DATASET CONTENT:

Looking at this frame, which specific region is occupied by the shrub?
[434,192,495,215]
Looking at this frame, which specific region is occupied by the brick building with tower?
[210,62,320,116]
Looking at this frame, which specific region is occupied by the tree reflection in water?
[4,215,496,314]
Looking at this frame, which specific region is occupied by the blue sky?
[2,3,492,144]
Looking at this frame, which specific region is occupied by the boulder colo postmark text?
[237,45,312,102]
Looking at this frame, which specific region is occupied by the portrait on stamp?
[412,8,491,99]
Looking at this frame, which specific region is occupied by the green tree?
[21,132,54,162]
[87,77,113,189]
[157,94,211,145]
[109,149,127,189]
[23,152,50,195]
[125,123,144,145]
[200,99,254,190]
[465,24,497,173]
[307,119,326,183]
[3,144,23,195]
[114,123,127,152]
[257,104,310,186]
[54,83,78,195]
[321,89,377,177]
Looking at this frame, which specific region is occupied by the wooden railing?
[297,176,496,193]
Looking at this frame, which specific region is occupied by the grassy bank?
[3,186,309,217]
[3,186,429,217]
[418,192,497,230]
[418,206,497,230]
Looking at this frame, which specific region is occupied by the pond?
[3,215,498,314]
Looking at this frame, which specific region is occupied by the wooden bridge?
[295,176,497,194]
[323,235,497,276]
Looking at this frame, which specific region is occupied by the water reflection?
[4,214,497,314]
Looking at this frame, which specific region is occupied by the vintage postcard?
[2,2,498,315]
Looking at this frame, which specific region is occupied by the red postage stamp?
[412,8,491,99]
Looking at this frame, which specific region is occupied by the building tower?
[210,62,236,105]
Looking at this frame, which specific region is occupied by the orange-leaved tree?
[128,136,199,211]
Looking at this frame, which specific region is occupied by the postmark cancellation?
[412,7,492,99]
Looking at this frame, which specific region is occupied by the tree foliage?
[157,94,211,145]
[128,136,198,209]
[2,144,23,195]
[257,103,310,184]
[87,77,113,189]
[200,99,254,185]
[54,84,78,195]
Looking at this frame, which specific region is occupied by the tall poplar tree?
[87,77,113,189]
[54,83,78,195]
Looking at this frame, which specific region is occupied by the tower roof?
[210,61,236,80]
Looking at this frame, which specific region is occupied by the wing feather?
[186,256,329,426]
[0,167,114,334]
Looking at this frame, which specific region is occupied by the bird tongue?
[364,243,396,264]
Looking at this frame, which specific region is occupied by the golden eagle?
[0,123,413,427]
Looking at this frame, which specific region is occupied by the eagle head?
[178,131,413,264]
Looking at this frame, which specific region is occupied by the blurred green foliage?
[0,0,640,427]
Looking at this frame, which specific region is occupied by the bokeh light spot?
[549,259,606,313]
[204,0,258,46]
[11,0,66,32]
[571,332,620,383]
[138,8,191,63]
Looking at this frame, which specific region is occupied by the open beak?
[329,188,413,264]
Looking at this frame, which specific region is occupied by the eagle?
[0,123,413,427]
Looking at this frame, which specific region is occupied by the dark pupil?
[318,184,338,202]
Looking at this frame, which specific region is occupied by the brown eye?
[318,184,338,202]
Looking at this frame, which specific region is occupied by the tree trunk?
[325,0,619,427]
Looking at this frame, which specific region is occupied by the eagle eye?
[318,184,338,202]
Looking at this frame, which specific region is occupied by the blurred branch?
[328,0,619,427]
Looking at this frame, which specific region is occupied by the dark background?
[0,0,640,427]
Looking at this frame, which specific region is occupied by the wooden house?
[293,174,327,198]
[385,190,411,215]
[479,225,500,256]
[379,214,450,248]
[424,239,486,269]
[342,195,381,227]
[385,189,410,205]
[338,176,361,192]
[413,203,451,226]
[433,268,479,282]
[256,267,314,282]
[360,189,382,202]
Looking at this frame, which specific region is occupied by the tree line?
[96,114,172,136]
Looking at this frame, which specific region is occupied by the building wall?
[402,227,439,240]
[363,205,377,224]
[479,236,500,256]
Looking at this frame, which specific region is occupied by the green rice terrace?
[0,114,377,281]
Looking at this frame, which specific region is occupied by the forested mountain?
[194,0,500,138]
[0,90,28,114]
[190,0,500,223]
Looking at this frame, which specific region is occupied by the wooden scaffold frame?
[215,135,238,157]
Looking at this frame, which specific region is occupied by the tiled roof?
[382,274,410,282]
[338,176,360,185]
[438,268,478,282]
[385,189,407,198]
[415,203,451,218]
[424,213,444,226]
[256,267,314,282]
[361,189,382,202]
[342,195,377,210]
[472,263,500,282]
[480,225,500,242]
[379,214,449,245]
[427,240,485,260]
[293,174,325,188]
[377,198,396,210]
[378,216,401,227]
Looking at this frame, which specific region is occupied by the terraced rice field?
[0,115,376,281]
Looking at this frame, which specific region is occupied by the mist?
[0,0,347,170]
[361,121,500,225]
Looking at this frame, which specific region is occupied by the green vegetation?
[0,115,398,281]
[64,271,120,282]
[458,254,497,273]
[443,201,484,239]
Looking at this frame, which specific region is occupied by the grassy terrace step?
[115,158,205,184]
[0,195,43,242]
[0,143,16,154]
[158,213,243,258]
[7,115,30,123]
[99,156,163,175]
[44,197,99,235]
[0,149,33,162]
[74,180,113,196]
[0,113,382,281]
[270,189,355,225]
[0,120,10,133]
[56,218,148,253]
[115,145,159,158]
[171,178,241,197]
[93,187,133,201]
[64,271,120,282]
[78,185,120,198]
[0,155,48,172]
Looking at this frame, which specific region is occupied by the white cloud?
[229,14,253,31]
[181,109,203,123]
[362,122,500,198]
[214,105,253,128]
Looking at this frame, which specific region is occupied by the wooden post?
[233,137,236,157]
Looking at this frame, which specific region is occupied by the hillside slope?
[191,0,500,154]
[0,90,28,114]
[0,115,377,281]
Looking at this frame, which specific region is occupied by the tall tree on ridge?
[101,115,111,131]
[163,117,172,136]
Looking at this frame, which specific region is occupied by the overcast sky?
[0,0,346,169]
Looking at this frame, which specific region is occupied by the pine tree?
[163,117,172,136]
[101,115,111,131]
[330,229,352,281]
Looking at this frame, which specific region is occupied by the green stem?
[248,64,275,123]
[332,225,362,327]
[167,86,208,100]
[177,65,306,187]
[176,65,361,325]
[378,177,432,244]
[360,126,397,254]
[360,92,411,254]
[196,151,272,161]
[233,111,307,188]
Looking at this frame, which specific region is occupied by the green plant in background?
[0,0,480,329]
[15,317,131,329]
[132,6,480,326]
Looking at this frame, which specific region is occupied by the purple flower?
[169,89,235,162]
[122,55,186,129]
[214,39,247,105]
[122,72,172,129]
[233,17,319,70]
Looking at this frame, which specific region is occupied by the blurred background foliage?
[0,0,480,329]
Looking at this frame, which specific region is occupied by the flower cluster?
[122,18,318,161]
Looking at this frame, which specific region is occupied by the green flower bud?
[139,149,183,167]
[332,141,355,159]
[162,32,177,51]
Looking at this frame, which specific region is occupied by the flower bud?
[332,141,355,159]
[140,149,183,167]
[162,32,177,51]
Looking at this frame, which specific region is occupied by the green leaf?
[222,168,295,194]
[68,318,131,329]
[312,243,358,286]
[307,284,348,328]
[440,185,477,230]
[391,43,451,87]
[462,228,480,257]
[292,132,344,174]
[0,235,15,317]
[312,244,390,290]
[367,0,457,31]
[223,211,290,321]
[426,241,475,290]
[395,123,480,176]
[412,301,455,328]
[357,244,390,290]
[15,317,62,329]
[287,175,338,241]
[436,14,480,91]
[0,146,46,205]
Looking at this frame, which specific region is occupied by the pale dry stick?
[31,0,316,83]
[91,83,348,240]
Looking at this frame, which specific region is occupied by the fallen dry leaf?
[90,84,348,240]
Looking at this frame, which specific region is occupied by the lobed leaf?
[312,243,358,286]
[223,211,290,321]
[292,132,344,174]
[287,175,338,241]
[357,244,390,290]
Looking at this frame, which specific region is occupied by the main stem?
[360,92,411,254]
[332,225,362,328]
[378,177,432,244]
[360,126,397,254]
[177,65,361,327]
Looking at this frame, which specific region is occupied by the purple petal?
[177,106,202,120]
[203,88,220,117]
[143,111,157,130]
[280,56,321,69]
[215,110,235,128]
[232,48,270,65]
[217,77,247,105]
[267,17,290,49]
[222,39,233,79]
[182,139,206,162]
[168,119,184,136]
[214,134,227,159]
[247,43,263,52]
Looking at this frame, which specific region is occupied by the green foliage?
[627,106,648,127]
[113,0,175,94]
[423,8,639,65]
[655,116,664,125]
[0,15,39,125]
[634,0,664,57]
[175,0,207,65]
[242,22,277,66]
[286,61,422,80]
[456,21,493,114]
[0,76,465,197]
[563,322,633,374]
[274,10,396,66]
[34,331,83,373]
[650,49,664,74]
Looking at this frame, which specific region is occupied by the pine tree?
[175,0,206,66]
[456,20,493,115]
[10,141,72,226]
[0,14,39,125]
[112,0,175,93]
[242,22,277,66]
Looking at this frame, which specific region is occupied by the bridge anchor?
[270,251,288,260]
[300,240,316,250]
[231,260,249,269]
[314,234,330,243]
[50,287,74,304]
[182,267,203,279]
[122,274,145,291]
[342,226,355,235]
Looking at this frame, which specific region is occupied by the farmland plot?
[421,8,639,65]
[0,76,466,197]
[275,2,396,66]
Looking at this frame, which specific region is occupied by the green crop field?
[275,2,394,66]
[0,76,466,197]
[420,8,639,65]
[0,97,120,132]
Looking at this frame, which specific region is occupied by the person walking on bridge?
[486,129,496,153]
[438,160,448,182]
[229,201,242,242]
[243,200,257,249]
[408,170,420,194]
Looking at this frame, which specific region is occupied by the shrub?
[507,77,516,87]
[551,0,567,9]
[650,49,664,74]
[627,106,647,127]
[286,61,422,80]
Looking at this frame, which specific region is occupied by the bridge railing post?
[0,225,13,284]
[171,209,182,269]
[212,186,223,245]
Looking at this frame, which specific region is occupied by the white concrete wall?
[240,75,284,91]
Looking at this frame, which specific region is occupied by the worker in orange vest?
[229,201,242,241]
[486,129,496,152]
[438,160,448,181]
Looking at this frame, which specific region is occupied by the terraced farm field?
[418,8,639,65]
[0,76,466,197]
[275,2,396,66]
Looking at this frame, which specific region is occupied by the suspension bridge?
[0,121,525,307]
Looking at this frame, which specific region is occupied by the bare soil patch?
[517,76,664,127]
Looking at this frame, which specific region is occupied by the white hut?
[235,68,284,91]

AIM: Convert the lines of the records, starting at the line containing "terraced farm field?" and ending at the last line, into a Markdown table with a Row column holding the row number and a Line column holding the line. Leave out blank lines.

FULL SOLUTION:
| Row | Line |
|---|---|
| 1 | Looking at this frame, which specific region is occupied by the terraced farm field? |
| 2 | [418,8,639,65] |
| 3 | [0,76,466,197] |
| 4 | [275,2,396,66] |
| 5 | Looking at this frame, which specific region is occupied by the suspension bridge? |
| 6 | [0,121,525,307] |
| 7 | Looking at this frame, which specific region is occupied by the bare soil patch? |
| 8 | [517,76,664,127] |
| 9 | Looking at this frame, which specific region is occupied by the white hut? |
| 10 | [235,68,284,91] |